▶ **TASK DESCRIPTION**:
Reproduce the following lines verbatim, from the first to the last, with no changes.

--- BEGIN RECORDS PROVIDED ---

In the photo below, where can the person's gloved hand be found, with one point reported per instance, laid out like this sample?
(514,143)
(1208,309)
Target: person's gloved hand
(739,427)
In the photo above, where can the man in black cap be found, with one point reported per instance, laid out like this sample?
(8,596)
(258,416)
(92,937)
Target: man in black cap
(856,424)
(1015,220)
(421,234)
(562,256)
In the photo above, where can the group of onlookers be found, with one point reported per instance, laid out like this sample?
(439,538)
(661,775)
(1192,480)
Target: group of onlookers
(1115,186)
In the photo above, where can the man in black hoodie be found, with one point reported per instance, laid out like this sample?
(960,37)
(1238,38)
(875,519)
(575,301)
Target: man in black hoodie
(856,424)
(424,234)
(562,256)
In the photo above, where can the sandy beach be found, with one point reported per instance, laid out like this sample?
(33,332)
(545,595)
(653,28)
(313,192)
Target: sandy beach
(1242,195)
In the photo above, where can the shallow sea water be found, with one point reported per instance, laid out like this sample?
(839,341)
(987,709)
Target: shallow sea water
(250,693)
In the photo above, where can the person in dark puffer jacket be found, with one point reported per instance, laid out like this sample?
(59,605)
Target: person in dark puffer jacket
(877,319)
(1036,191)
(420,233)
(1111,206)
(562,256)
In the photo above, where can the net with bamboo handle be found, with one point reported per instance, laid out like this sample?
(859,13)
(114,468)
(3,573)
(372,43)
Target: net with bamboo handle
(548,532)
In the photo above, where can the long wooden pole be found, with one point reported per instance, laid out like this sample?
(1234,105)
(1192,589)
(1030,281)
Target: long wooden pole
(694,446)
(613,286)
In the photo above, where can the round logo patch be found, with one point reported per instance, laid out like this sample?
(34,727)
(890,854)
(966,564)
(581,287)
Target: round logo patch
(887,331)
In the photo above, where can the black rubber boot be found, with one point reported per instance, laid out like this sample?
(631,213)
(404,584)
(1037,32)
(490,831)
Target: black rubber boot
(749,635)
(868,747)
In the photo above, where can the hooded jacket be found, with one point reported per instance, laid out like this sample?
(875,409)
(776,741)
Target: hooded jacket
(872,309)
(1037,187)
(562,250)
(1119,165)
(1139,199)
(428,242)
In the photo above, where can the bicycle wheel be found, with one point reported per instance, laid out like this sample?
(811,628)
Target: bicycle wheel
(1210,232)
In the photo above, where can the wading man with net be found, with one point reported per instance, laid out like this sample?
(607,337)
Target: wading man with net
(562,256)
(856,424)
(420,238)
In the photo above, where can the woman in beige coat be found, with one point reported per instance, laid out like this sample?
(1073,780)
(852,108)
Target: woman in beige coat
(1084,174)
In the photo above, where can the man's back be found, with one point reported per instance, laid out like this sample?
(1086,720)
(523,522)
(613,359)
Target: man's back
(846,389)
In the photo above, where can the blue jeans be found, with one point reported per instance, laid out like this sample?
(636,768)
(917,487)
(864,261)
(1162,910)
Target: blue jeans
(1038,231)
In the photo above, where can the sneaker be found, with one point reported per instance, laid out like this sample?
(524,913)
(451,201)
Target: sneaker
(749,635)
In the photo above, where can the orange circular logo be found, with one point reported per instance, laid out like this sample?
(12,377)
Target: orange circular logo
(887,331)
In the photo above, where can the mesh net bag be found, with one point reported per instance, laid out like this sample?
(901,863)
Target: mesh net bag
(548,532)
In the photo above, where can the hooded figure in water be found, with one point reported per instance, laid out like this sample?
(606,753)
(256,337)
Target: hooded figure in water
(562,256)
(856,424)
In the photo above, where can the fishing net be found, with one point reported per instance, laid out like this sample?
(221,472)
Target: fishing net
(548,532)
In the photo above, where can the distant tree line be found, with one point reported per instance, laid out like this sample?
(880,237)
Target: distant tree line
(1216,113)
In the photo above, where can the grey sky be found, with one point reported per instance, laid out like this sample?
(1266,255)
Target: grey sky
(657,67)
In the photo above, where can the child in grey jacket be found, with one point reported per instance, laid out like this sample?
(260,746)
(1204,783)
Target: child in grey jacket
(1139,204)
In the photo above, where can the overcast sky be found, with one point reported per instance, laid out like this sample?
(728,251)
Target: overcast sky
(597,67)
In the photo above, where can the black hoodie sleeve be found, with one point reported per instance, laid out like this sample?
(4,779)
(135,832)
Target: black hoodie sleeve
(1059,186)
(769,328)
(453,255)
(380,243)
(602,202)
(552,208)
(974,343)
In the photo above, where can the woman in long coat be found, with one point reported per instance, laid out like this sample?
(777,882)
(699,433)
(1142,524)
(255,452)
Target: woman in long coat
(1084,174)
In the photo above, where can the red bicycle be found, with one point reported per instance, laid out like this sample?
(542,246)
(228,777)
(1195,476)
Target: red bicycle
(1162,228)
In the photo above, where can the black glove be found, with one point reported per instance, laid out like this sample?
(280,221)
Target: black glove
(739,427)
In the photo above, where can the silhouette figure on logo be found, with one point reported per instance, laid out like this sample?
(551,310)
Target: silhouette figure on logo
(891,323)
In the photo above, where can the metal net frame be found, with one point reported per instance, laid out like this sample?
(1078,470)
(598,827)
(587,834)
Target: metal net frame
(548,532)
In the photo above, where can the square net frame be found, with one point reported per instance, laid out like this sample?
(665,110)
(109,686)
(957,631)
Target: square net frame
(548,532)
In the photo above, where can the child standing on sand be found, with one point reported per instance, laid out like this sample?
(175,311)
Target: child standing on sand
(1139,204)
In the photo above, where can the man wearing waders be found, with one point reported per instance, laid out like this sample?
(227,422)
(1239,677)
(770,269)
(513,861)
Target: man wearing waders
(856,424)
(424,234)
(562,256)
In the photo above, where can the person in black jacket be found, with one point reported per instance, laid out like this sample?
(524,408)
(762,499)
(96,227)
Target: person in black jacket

--- END RECORDS PROVIDED ---

▶ **FULL RESPONSE**:
In the photo below, where can the person's gloved hand be found, with one point reported per instance, laid out like this sample?
(514,143)
(1208,309)
Target: person's gloved hand
(739,427)
In the photo above, where can the man in black cap be found, with one point reported per instance, laid out like this sample?
(8,596)
(258,416)
(92,937)
Target: man in black cap
(856,424)
(1015,220)
(421,234)
(562,256)
In the photo above, where can the group of onlookers be found, with one point reported per instance, laid out like this sample?
(439,538)
(661,775)
(1192,480)
Target: group of onlookers
(1115,186)
In the photo above, where can the man in black hoodie be found, with one point reported per instance, laid out like this sample?
(960,37)
(1238,38)
(875,519)
(575,301)
Target: man in black hoodie
(856,424)
(424,234)
(562,256)
In the photo above, where can the sandy beach be found, with one point reported per instance, laid out like this sample?
(33,332)
(545,595)
(653,28)
(313,192)
Target: sandy beach
(1242,195)
In the photo above, where can the shallow sea water be found, with one point reported per instance, laid out like this sample?
(839,341)
(987,709)
Target: shallow sea water
(250,693)
In the photo above, where can the person in dark puffer jacket be found, with one point reported per instance, laid out like this sample?
(59,605)
Target: person in dark puffer jacket
(877,319)
(1036,191)
(420,233)
(1111,206)
(562,256)
In the photo above, where can the net with bamboo handle be found, with one point reported per instance, laid out like this sample?
(859,13)
(114,468)
(3,573)
(372,43)
Target: net with bamboo handle
(548,532)
In the photo above, where can the long wooden pole be found, with one point reported per instance, laid out like this sample?
(1234,105)
(1192,589)
(1030,281)
Target: long wooden pole
(694,446)
(613,286)
In the photo above, where can the round logo patch be found, with one point reported per instance, laid out like this sample?
(34,727)
(890,854)
(966,564)
(581,287)
Target: round logo patch
(887,331)
In the photo above, where can the black rubber boot be found, with one point reported per instance, laid out like this sample?
(631,213)
(404,584)
(1037,32)
(490,831)
Target: black rubber boot
(749,635)
(868,747)
In the photo above, where can the hooded jacket be found, with one point reported per instance, laid out like this sample?
(875,409)
(776,741)
Target: hooded jacket
(872,309)
(1037,187)
(562,250)
(1119,165)
(1139,199)
(428,242)
In the photo above, where can the bicycle wheel be found, with one point reported per instance, laid out like this sample?
(811,628)
Target: bicycle wheel
(1210,232)
In the photo above, where can the wading man with net be found, with one point reported per instance, laid out like this sample?
(607,337)
Target: wading man with net
(562,256)
(856,424)
(420,238)
In the photo above, where can the woman in beige coat be found, with one point reported per instance, laid out like this sample?
(1073,780)
(852,108)
Target: woman in beige coat
(1084,174)
In the photo above, where can the man's back be found, with one point reported per instance, laid out like this sample?
(1086,720)
(523,522)
(613,359)
Target: man's back
(846,389)
In the photo above, where can the blue jeans be found, with one point reported per instance, laid out like this sample?
(636,768)
(917,487)
(864,261)
(1162,910)
Target: blue jeans
(1038,231)
In the photo above, where can the sneaker be found, with one point reported per instance, laid out like this sample?
(524,913)
(451,201)
Target: sneaker
(749,635)
In the photo above, where can the orange circular logo be found, with one point reported per instance, laid out like this sample?
(12,377)
Target: orange circular logo
(887,331)
In the photo above, where can the mesh net bag be found, with one point reported per instance, laid out like this sample?
(901,863)
Target: mesh net bag
(548,532)
In the photo above, where can the hooded figure in water be found, with one point reported per instance, laid out like this sample?
(606,753)
(256,337)
Target: hooded figure in water
(562,256)
(856,424)
In the photo above, where can the fishing net be found, with one point reported per instance, laid out like this sample?
(221,472)
Target: fishing net
(548,532)
In the photo above, where can the distant tree line be found, with one point reported per instance, laid out like this sample?
(880,237)
Target: distant tree line
(1216,113)
In the photo above, where can the grey sky be found, with one point reported per instance, laid out like this sample?
(1266,255)
Target: grey sky
(657,67)
In the photo above, where can the child in grey jacket be found, with one point reported per instance, laid out like this sample?
(260,746)
(1204,783)
Target: child in grey jacket
(1139,204)
In the photo above, where can the overcast sky be found, with one point reported per instance, laid out like this sample?
(728,251)
Target: overcast sky
(597,67)
In the photo above, where can the black hoodie sleeve be found, with one point reported per instance, laid out like this sample?
(4,779)
(135,832)
Target: black hoodie sleeve
(1059,186)
(769,328)
(453,255)
(380,243)
(602,202)
(552,208)
(974,343)
In the photo above, where can the woman in long coat be found, with one point reported per instance, laid out like this sample?
(777,882)
(699,433)
(1142,524)
(255,452)
Target: woman in long coat
(1084,174)
In the photo above, where can the red bicycle be found, with one point reported per instance, laid out like this sample?
(542,246)
(228,777)
(1195,476)
Target: red bicycle
(1162,228)
In the photo above, where can the black glove be found, with one point reported per instance, laid out like this sample?
(280,221)
Target: black glove
(739,427)
In the photo above, where can the silhouette figure on logo be found, with one point reported per instance, laid out like this sample?
(551,310)
Target: silhouette figure on logo
(891,323)
In the photo above, where can the metal net frame be found, with one point reported per instance, laid out like this sample?
(1078,470)
(598,827)
(587,834)
Target: metal net frame
(548,532)
In the photo above, where can the square net frame be found, with one point reported per instance, laid out like this sample?
(665,110)
(109,686)
(957,631)
Target: square net frame
(548,532)
In the photo above, where can the child standing on sand be found, with one point reported per instance, laid out like this sample?
(175,311)
Target: child standing on sand
(1139,204)
In the photo above, where can the man wearing waders be found, with one point reported per instance, laid out like this sample?
(227,422)
(1239,677)
(770,269)
(513,861)
Target: man wearing waders
(856,424)
(424,234)
(562,256)
In the photo above, where can the person in black jacket be found, with one point reported per instance, laid out like this sample?
(524,408)
(762,499)
(96,227)
Target: person in black jacket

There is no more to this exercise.